**EXERCISE INPUT:**
········

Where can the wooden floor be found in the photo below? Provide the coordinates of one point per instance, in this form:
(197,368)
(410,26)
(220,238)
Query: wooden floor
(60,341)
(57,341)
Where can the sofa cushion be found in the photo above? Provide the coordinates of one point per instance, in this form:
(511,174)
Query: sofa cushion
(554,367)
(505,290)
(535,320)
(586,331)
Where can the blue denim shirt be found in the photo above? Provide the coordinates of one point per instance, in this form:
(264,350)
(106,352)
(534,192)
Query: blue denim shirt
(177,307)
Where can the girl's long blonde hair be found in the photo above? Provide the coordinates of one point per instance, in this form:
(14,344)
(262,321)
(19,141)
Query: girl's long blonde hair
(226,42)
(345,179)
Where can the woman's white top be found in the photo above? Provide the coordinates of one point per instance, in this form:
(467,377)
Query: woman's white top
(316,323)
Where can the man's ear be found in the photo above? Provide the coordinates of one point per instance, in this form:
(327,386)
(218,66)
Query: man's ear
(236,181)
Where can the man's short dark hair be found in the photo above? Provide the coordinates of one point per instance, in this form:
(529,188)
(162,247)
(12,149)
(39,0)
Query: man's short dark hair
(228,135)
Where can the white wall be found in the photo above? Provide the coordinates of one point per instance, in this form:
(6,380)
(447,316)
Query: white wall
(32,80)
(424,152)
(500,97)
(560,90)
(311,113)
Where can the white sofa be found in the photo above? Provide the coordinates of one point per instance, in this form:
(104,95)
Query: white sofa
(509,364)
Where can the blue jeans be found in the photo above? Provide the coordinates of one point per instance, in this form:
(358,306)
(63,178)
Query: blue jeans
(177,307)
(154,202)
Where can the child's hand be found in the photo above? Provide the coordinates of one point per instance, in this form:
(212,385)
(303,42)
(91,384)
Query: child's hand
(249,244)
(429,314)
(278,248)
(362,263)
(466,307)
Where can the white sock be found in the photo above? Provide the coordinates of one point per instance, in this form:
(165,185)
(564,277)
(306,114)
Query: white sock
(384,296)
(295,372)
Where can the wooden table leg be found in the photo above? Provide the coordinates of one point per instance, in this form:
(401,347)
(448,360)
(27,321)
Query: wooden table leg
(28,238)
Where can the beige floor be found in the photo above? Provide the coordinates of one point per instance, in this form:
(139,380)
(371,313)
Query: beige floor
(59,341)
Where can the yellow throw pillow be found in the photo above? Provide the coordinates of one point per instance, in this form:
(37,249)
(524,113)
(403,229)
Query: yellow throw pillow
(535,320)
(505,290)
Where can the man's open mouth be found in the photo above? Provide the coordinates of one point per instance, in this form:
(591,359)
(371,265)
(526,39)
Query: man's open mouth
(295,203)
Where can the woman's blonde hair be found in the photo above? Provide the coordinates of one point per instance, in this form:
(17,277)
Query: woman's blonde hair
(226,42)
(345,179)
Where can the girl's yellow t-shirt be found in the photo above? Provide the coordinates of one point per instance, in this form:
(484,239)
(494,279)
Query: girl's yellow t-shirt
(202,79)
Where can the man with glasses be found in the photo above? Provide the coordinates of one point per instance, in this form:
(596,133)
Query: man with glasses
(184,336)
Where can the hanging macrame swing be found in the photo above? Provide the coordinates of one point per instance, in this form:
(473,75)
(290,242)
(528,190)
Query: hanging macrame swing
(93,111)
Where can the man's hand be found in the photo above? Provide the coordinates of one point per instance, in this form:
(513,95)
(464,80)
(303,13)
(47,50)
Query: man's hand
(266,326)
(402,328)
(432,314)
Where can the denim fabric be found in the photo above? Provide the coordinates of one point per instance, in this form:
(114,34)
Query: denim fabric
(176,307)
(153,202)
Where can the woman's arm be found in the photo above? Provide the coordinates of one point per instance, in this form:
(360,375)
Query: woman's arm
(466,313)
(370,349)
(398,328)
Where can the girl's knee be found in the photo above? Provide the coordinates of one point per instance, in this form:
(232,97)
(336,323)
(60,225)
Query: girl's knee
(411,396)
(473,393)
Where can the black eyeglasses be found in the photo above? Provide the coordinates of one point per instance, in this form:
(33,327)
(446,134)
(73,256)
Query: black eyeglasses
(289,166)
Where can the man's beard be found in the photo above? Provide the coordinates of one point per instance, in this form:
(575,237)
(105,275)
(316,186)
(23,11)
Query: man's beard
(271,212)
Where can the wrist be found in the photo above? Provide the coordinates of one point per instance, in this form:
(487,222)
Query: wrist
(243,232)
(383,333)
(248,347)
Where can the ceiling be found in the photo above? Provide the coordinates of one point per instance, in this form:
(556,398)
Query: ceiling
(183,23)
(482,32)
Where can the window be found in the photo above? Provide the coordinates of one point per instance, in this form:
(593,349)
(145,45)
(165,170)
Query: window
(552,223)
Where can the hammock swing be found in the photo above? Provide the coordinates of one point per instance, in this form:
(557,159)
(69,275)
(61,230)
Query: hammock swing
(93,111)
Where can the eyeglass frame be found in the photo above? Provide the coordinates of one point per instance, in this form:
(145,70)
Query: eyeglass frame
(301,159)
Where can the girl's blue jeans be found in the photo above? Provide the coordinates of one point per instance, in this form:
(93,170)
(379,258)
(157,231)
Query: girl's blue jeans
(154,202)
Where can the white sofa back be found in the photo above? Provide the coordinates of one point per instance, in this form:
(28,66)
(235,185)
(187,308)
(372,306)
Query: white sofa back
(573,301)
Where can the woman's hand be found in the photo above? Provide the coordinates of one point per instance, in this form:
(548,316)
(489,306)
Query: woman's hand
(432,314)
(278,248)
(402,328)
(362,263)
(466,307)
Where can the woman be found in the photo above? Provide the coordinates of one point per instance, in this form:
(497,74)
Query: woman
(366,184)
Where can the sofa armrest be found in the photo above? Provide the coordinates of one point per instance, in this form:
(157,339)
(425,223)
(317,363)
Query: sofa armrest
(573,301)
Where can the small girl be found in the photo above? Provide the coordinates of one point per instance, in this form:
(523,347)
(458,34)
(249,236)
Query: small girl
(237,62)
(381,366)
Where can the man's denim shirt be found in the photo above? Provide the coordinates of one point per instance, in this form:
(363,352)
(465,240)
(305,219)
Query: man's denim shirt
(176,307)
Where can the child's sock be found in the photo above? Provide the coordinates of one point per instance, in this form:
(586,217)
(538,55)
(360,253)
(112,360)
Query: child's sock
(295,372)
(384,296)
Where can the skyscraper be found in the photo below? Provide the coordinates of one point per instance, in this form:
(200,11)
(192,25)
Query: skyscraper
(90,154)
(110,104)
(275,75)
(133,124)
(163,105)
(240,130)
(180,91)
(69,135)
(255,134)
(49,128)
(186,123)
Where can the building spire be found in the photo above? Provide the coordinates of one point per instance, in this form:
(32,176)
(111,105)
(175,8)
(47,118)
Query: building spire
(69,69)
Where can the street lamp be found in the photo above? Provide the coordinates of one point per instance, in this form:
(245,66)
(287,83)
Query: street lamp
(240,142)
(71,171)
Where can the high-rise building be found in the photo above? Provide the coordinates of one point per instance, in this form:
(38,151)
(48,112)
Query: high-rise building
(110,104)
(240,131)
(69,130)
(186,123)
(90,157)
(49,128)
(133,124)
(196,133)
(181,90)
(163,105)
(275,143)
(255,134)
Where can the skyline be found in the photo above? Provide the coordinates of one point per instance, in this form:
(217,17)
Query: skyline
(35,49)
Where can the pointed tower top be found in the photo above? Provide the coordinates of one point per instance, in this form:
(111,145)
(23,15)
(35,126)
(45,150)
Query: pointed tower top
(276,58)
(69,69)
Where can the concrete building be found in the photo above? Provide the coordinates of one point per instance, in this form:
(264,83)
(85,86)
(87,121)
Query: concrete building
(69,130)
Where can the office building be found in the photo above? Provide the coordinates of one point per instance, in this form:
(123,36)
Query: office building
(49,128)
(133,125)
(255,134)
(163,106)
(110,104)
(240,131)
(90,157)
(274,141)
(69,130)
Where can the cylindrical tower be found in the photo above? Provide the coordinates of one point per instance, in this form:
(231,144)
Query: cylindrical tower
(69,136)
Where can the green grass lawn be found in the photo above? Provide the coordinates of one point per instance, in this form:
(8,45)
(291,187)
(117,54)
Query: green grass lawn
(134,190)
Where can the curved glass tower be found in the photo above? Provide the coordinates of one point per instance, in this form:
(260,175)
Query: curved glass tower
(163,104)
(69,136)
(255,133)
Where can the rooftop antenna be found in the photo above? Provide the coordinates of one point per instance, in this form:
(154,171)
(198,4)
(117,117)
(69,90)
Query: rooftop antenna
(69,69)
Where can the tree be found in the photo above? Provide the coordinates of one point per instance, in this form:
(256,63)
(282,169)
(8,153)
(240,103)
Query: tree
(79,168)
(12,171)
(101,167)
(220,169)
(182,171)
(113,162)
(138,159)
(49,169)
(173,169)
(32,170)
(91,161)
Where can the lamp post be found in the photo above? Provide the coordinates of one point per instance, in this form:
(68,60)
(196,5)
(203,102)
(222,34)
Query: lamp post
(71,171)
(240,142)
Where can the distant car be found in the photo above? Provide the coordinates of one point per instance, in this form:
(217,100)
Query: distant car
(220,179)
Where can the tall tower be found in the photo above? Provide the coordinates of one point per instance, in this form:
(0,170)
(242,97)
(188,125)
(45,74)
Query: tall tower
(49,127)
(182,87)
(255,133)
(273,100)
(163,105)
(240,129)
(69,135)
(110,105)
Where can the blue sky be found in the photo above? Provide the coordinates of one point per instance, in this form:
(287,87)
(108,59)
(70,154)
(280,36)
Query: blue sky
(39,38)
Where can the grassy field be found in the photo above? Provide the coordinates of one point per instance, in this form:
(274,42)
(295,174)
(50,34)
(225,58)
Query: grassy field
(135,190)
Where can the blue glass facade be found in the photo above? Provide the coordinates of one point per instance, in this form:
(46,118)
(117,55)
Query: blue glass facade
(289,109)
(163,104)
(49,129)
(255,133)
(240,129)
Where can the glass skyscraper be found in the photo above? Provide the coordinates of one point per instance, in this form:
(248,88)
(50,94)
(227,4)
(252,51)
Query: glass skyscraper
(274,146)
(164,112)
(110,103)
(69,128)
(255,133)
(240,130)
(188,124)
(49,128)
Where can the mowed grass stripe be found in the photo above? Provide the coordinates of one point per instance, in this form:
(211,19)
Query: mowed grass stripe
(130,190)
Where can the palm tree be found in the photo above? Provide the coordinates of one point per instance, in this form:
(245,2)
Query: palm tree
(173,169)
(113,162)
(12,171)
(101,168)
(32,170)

········

**WHAT IS EXPECTED:**
Search the data for "below" and list every line in which it occurs.

**SOLVED PROBLEM:**
Where can the wooden floor be found in the photo below? Provide the coordinates of one point per instance, in this form:
Where can the skyscraper be found in the photo below? Provide the coordinates of one point per instance, in this form:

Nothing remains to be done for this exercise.